THE INPUT »
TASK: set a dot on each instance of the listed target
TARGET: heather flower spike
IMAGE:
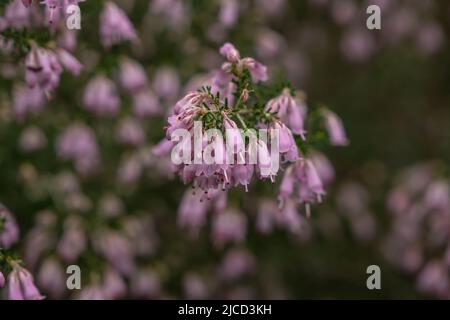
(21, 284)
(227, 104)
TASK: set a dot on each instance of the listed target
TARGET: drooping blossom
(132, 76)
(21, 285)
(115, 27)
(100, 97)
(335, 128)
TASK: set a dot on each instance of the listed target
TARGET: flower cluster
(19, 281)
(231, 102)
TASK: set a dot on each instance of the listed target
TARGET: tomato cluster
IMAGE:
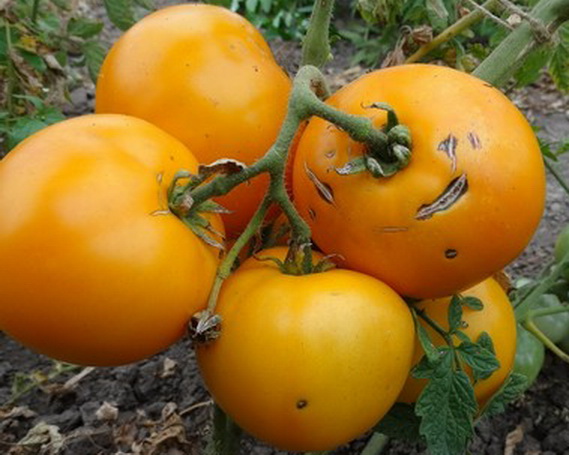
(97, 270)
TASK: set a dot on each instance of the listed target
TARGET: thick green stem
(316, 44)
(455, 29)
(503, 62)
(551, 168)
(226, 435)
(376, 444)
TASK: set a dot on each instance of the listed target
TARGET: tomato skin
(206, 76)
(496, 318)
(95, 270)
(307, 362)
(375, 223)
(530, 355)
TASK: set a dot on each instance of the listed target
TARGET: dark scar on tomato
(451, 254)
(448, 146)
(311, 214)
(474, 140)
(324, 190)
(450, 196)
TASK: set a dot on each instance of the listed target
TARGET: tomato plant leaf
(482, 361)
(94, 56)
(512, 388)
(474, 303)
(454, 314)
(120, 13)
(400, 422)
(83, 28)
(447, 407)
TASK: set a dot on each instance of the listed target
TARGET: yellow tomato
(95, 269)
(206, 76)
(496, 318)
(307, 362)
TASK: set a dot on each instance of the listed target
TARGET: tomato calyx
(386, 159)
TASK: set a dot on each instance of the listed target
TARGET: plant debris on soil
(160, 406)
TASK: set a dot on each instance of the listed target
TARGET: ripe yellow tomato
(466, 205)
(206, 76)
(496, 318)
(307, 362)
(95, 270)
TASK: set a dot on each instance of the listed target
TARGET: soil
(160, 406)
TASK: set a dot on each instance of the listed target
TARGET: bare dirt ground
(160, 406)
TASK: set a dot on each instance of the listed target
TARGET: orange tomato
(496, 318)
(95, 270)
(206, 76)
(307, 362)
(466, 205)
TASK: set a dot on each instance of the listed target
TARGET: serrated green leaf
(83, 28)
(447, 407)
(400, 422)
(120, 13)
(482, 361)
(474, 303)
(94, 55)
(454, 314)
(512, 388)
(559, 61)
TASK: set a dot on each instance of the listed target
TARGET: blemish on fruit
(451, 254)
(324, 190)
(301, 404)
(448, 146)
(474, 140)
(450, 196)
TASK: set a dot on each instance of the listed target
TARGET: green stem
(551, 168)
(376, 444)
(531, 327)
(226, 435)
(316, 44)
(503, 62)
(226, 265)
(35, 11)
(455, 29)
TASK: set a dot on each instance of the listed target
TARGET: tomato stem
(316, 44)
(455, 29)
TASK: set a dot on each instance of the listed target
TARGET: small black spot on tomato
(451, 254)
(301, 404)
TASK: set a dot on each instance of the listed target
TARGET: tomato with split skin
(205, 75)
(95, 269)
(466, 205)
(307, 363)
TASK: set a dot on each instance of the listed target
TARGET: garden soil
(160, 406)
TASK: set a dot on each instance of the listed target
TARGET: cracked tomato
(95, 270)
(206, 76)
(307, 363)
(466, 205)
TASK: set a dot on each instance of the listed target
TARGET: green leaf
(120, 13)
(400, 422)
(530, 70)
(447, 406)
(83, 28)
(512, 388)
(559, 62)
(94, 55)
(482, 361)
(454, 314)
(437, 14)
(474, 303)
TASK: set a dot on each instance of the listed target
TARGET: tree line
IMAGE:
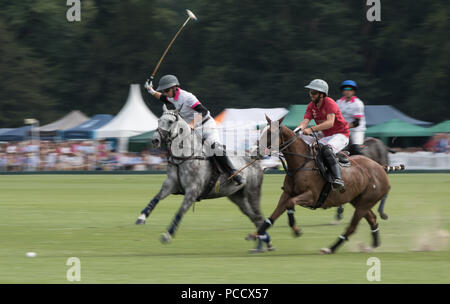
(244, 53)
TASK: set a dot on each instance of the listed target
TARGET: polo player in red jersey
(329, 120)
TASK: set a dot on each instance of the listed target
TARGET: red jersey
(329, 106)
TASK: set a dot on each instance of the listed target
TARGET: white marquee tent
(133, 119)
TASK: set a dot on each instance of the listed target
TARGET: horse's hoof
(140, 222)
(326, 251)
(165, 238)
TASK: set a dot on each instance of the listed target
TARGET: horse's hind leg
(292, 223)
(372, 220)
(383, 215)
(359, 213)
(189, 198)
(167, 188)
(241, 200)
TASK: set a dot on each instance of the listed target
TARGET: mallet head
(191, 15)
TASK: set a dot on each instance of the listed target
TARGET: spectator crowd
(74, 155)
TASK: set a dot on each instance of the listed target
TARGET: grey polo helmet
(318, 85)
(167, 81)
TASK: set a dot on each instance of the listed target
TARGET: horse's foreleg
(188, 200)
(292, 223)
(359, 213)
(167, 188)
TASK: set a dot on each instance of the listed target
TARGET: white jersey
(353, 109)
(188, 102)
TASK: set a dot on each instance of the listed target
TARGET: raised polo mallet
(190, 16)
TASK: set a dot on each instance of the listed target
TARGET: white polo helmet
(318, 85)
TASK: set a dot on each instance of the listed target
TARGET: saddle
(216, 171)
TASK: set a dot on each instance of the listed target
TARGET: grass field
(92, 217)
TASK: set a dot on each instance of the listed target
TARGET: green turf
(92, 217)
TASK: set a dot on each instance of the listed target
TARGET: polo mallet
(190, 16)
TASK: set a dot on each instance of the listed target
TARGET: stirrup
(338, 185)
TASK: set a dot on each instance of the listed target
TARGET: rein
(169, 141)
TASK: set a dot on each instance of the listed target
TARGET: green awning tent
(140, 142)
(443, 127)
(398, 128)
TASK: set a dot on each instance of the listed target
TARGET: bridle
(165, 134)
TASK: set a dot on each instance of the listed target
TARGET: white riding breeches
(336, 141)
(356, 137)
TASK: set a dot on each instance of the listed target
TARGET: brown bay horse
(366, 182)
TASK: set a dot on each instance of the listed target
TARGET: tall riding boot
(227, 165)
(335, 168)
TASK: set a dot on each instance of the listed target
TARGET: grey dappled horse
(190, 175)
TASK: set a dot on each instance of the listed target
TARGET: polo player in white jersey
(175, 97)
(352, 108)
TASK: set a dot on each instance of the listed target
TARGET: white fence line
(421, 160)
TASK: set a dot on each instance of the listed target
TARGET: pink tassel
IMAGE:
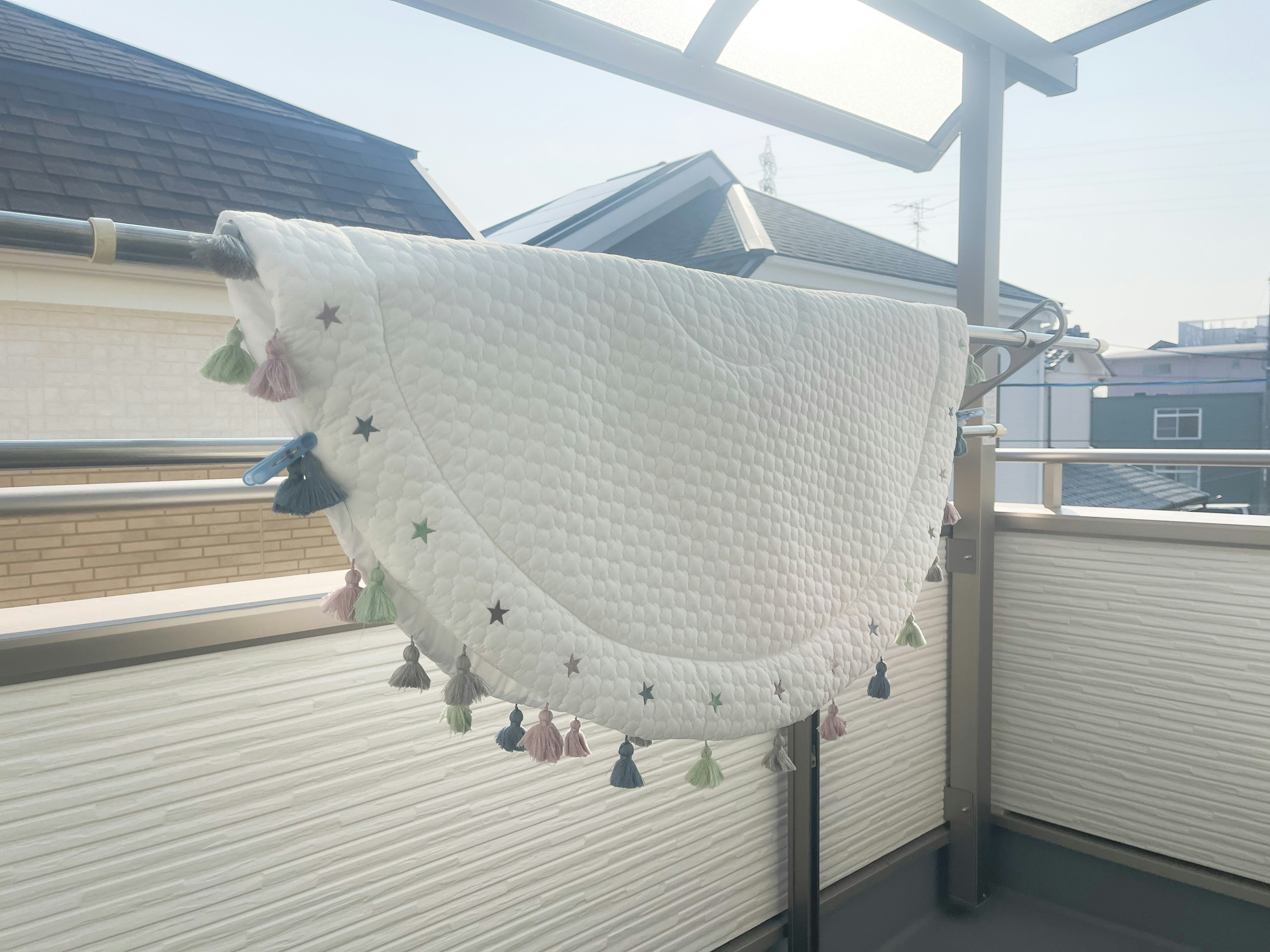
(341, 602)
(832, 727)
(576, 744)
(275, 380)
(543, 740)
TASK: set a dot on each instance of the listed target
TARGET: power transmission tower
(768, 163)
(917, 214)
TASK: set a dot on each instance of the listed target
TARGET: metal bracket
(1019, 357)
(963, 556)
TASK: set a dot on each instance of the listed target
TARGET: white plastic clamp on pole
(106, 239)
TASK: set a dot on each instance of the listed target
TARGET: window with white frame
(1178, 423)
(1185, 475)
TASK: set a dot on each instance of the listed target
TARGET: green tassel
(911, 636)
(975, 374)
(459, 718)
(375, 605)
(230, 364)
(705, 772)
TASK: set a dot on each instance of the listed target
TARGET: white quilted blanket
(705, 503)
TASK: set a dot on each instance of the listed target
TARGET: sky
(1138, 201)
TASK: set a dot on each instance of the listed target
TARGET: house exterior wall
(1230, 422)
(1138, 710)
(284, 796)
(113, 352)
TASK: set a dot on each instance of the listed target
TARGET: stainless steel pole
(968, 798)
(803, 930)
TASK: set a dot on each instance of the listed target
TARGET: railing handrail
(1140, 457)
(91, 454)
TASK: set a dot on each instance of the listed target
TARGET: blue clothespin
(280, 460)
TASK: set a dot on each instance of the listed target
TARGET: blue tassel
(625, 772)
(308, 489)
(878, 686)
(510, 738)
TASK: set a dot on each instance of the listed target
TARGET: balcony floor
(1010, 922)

EXERCISE AIM » Only the lines from the one bearing "TARGET: white quilted blanket" to the end of the material belong in the answer; set them down verbatim.

OUTPUT OF THE EXERCISE »
TARGET: white quilted blanket
(705, 503)
TASK: set a dot on each instance of the listed target
TARGET: sky
(1138, 201)
TASK: set a dot on each instance of the listed target
TARGET: house exterior wall
(1230, 422)
(1138, 710)
(284, 796)
(113, 352)
TASK: set a dot on each instance of the listed target
TARGET: stainless steel pole
(968, 798)
(803, 930)
TASK: set a dot on each instance of the listed target
TARGET: railing handrail
(1140, 457)
(91, 454)
TASK: set a dot on each instance of the listed target
TARGET: blue clothespin
(280, 460)
TASK: set a dot on each instance of the listed target
TARGET: blue tassel
(625, 772)
(308, 489)
(878, 686)
(510, 738)
TASK: set a dot on each instance of the listed target
TARGET: balcony floor
(1010, 922)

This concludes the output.